* _Work to complete_
Pick out and copy each of the lines below that contains the word "horse".

Contour labeling entries:

** Begin **

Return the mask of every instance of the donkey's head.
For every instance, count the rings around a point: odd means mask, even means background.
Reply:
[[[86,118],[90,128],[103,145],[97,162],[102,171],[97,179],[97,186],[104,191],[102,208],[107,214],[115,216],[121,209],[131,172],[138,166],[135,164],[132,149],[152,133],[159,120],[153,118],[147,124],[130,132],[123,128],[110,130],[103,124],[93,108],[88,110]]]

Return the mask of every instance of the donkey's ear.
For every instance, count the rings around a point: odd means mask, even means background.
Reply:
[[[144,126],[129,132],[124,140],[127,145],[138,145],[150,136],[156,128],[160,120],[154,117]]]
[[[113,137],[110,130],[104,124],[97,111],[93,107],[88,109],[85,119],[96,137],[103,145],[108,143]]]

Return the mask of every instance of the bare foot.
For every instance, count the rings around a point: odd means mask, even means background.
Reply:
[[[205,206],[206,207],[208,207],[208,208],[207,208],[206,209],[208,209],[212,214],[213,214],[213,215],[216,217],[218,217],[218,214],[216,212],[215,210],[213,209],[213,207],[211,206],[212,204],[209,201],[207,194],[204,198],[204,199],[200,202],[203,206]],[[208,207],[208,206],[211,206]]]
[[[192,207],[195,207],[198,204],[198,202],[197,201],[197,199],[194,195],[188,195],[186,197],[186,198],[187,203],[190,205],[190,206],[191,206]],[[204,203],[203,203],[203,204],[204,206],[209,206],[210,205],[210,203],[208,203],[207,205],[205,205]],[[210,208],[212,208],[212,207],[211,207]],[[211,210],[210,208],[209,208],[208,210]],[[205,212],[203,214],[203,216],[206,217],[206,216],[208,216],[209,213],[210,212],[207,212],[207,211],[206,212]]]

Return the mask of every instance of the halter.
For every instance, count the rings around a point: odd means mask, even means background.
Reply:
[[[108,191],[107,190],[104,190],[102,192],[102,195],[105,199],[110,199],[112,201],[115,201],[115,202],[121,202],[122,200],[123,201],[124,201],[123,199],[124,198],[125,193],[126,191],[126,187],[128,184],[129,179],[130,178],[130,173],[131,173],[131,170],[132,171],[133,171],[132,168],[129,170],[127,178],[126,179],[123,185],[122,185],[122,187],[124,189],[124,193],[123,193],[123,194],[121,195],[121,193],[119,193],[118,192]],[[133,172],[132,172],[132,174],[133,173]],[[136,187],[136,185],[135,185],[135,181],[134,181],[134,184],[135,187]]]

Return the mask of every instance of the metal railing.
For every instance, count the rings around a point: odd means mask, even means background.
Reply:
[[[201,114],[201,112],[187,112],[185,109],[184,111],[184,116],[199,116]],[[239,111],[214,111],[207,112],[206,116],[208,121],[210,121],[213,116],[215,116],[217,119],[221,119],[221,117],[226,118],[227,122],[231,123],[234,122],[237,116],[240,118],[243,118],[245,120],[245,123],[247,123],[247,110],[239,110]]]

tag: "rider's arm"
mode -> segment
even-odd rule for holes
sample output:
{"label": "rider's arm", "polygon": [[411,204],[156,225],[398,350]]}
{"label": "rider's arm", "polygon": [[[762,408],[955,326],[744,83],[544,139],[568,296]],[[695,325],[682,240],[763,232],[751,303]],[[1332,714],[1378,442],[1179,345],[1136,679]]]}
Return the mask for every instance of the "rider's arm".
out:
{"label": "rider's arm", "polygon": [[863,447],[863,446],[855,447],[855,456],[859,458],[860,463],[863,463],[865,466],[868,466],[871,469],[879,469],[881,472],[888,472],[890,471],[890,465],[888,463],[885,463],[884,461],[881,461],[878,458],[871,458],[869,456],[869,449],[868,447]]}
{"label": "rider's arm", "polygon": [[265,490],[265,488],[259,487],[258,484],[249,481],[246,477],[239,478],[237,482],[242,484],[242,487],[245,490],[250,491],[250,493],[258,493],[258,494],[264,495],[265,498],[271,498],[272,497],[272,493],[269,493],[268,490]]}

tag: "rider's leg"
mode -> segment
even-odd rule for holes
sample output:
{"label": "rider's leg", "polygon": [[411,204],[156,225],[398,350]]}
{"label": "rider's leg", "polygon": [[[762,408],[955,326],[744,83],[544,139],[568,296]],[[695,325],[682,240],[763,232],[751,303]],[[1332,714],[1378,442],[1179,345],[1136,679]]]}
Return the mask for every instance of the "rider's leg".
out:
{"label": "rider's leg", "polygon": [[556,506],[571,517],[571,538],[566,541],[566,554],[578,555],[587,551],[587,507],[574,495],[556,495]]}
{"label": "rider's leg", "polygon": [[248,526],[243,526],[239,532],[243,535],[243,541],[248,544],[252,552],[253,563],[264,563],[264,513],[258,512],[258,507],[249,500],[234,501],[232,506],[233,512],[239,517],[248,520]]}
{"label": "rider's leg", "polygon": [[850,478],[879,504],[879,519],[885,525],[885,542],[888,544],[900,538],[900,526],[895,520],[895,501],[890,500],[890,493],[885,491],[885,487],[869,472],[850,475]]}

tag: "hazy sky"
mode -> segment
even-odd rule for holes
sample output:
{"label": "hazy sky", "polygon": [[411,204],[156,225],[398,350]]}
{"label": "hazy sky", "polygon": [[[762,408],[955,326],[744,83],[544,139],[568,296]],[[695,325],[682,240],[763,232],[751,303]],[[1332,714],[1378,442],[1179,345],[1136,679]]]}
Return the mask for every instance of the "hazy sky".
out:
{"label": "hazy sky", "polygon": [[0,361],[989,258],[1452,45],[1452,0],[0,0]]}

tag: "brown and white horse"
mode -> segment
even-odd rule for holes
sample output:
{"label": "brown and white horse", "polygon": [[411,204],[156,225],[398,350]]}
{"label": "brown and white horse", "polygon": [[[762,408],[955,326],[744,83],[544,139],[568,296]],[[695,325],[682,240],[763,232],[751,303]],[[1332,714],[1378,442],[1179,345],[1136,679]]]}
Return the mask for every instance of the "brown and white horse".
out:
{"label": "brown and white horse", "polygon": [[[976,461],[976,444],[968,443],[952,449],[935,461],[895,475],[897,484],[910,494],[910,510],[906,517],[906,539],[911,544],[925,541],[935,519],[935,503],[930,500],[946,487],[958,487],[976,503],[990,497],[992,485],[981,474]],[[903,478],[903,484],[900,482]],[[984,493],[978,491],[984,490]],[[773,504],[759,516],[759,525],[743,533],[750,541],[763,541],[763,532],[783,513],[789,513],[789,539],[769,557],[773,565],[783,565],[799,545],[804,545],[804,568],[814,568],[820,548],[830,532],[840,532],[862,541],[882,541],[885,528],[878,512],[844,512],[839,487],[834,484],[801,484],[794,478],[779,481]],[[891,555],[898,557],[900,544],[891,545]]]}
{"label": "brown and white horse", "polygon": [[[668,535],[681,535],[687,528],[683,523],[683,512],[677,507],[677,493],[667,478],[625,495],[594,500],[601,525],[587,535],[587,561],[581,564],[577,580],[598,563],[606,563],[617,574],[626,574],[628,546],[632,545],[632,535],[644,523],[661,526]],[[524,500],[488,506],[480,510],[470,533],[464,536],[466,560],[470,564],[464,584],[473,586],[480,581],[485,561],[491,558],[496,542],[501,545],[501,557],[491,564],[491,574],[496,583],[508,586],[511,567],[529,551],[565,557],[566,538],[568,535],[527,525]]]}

** End **

* _Task solution_
tag: "brown and white horse"
{"label": "brown and white horse", "polygon": [[411,204],[156,225],[398,350]]}
{"label": "brown and white horse", "polygon": [[[762,408],[955,326],[744,83],[544,139],[568,296]],[[695,325],[682,240],[763,232],[751,303]],[[1332,714],[1378,442],[1179,345],[1136,679]]]}
Return the mask for every instance of the "brown and white horse".
{"label": "brown and white horse", "polygon": [[[976,461],[976,444],[968,443],[952,449],[935,461],[895,475],[897,484],[910,494],[910,510],[906,517],[906,539],[911,544],[925,541],[935,519],[935,503],[930,500],[946,487],[958,487],[976,503],[990,497],[992,485],[981,474]],[[903,478],[903,484],[900,482]],[[984,493],[978,491],[984,490]],[[773,504],[759,516],[759,525],[743,533],[750,541],[763,541],[763,532],[783,513],[789,513],[789,539],[769,557],[773,565],[783,565],[799,545],[804,545],[804,568],[814,568],[820,548],[830,532],[840,532],[862,541],[882,541],[885,528],[878,512],[844,512],[839,487],[834,484],[801,484],[794,478],[779,481]],[[891,555],[898,557],[900,544],[891,545]]]}
{"label": "brown and white horse", "polygon": [[[668,535],[681,535],[687,528],[683,523],[683,512],[677,507],[677,493],[667,478],[625,495],[594,500],[601,525],[587,535],[587,561],[581,564],[577,580],[598,563],[606,563],[617,574],[626,574],[628,546],[632,545],[632,535],[644,523],[661,526]],[[524,500],[488,506],[480,510],[470,533],[464,536],[466,560],[470,564],[464,584],[473,586],[480,581],[485,561],[491,558],[496,542],[501,545],[501,557],[491,564],[491,574],[496,583],[508,586],[511,567],[529,551],[565,557],[566,538],[568,535],[527,525]]]}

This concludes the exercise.